WORK INSTRUCTION
Each line of the records that holds "below" should be shown in full.

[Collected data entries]
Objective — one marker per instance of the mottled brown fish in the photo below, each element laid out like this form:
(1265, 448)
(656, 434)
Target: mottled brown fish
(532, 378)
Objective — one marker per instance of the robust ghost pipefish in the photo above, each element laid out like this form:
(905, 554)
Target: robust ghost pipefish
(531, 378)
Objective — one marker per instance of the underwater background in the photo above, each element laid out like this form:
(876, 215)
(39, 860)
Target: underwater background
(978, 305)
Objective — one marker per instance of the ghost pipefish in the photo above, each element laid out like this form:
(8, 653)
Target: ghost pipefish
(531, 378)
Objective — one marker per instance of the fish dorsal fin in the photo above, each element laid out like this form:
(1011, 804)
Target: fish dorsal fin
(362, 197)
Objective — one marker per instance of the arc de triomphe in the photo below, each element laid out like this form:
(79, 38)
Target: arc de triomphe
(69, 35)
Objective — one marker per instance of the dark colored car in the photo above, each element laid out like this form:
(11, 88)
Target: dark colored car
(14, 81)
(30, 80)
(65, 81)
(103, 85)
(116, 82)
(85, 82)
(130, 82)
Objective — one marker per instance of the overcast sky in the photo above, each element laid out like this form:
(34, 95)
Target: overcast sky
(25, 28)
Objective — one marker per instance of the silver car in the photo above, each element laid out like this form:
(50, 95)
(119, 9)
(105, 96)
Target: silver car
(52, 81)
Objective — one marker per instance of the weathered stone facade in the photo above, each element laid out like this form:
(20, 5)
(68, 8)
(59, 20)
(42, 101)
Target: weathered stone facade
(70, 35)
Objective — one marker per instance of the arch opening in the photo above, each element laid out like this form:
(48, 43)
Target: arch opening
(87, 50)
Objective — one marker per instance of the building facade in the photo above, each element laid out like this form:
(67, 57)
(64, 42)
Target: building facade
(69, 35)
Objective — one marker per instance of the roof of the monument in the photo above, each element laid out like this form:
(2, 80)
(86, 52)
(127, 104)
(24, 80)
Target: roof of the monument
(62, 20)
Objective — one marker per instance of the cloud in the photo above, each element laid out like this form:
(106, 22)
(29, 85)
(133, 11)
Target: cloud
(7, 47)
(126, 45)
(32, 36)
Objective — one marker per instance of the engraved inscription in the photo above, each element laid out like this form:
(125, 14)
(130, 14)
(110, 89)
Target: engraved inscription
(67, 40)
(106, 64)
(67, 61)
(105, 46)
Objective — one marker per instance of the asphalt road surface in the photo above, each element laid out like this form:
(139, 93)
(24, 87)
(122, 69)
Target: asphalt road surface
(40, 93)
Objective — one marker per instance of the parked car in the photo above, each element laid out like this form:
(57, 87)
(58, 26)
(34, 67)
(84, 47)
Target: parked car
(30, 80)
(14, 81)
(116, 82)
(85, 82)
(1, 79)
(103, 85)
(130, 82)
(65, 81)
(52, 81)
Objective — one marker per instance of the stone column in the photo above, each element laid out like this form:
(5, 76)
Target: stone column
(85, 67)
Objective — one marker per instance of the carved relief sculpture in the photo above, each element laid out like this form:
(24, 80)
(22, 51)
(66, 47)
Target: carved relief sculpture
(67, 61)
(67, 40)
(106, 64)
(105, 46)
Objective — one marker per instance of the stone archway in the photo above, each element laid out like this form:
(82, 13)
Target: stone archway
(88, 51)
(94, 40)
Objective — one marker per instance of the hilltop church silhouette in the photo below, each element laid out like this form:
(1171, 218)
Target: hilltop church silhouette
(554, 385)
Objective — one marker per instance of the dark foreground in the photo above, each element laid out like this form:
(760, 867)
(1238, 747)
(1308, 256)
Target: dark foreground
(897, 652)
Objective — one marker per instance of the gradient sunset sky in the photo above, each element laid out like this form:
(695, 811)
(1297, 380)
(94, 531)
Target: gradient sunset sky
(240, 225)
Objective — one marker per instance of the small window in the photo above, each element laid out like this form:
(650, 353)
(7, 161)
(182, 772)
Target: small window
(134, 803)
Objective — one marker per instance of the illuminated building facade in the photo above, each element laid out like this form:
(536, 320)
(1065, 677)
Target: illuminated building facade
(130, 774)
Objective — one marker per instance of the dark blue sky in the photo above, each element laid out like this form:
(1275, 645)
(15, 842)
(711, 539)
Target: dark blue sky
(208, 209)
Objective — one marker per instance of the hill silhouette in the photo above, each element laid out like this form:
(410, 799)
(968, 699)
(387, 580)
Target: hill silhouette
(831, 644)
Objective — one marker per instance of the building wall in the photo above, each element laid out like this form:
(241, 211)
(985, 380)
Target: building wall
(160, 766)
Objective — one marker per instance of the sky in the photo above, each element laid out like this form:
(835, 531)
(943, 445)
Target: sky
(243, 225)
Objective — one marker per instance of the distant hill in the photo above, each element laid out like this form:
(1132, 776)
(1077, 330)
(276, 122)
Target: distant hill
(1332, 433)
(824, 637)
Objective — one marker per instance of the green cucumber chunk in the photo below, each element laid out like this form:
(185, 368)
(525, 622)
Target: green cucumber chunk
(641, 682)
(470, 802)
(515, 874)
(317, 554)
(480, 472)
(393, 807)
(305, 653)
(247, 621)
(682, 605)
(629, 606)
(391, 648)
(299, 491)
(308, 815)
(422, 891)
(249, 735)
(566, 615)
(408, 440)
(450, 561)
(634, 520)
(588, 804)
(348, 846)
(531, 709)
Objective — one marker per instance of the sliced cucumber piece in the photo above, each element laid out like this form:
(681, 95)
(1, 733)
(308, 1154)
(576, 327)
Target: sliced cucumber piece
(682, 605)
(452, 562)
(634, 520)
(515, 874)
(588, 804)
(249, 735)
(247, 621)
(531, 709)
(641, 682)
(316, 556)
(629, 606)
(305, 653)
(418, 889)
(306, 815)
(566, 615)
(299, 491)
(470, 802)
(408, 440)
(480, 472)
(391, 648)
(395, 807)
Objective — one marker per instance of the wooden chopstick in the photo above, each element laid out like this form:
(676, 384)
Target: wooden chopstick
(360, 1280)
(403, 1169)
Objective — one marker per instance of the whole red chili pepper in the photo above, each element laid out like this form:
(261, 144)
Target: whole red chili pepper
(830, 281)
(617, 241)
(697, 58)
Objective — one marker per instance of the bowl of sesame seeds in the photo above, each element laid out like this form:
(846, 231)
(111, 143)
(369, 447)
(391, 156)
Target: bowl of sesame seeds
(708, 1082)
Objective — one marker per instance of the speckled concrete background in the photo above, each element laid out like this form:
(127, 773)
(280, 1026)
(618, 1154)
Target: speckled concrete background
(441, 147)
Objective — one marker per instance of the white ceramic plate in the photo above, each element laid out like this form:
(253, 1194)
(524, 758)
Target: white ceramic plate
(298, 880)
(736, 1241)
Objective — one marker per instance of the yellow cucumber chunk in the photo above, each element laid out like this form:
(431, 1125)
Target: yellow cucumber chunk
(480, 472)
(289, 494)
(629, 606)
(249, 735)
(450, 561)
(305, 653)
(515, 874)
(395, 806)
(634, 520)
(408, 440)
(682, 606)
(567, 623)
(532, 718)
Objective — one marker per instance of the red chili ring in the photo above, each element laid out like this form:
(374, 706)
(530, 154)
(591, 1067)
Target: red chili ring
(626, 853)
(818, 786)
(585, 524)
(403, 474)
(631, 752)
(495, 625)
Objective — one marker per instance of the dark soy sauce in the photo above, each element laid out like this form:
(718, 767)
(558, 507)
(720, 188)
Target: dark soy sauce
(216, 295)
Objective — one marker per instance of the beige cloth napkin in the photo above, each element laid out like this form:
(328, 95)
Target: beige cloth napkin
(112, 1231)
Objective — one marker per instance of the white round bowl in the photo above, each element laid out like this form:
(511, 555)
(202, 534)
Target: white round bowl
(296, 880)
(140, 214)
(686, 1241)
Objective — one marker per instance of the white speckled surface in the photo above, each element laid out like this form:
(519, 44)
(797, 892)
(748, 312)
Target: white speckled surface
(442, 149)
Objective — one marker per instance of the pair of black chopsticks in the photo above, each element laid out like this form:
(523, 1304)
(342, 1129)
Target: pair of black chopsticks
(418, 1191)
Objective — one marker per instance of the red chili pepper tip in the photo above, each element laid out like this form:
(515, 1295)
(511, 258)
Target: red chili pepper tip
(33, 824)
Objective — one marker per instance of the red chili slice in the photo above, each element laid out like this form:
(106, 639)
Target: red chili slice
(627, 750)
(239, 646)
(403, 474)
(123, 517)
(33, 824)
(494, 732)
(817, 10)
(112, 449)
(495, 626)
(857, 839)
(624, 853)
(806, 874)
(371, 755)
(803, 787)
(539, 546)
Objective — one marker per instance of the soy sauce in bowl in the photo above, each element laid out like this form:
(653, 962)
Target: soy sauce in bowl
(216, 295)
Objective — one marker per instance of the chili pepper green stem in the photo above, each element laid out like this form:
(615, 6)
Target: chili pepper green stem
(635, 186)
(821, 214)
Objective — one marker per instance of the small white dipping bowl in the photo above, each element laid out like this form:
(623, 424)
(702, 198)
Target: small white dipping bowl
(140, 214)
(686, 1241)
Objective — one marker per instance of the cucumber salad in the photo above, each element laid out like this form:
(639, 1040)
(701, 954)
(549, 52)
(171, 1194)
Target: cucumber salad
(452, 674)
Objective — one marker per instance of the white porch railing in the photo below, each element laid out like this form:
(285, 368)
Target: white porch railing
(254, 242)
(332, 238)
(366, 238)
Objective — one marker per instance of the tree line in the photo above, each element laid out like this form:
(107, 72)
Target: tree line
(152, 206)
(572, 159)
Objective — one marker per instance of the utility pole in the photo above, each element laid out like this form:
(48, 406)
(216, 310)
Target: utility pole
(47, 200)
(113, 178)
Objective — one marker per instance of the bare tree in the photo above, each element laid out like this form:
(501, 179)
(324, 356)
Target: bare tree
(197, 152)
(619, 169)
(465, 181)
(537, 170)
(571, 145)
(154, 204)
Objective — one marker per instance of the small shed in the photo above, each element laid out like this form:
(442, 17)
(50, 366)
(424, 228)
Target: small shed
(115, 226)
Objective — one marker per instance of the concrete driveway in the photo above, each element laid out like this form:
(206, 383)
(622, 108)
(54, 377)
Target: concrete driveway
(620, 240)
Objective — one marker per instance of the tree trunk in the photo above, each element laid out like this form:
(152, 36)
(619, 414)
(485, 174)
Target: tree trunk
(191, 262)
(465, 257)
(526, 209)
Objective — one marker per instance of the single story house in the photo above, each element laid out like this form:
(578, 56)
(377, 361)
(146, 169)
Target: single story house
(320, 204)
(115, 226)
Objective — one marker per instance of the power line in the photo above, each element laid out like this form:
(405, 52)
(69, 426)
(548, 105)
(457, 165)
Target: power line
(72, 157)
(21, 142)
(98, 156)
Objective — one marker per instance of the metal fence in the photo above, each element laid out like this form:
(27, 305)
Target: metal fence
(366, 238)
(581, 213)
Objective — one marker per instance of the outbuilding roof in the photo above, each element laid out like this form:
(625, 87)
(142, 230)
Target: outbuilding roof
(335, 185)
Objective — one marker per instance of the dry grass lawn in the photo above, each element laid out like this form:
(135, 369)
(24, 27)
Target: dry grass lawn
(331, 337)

SOLVED EXERCISE
Objective — one marker per instance of the mottled brown fish in the photo below, each element laid out like this form:
Objective — one marker per instance of the arc de triomphe in the photo below, each element laid out like this form:
Objective — one marker per instance of the hilltop church silhouette in the photo below, each element laid out like this form:
Objective — one marker per instance of the green cucumber chunk in the photo below, each element laid out like this form:
Objective — one marker per instance of the white porch railing in the photo below, each element laid out like this form:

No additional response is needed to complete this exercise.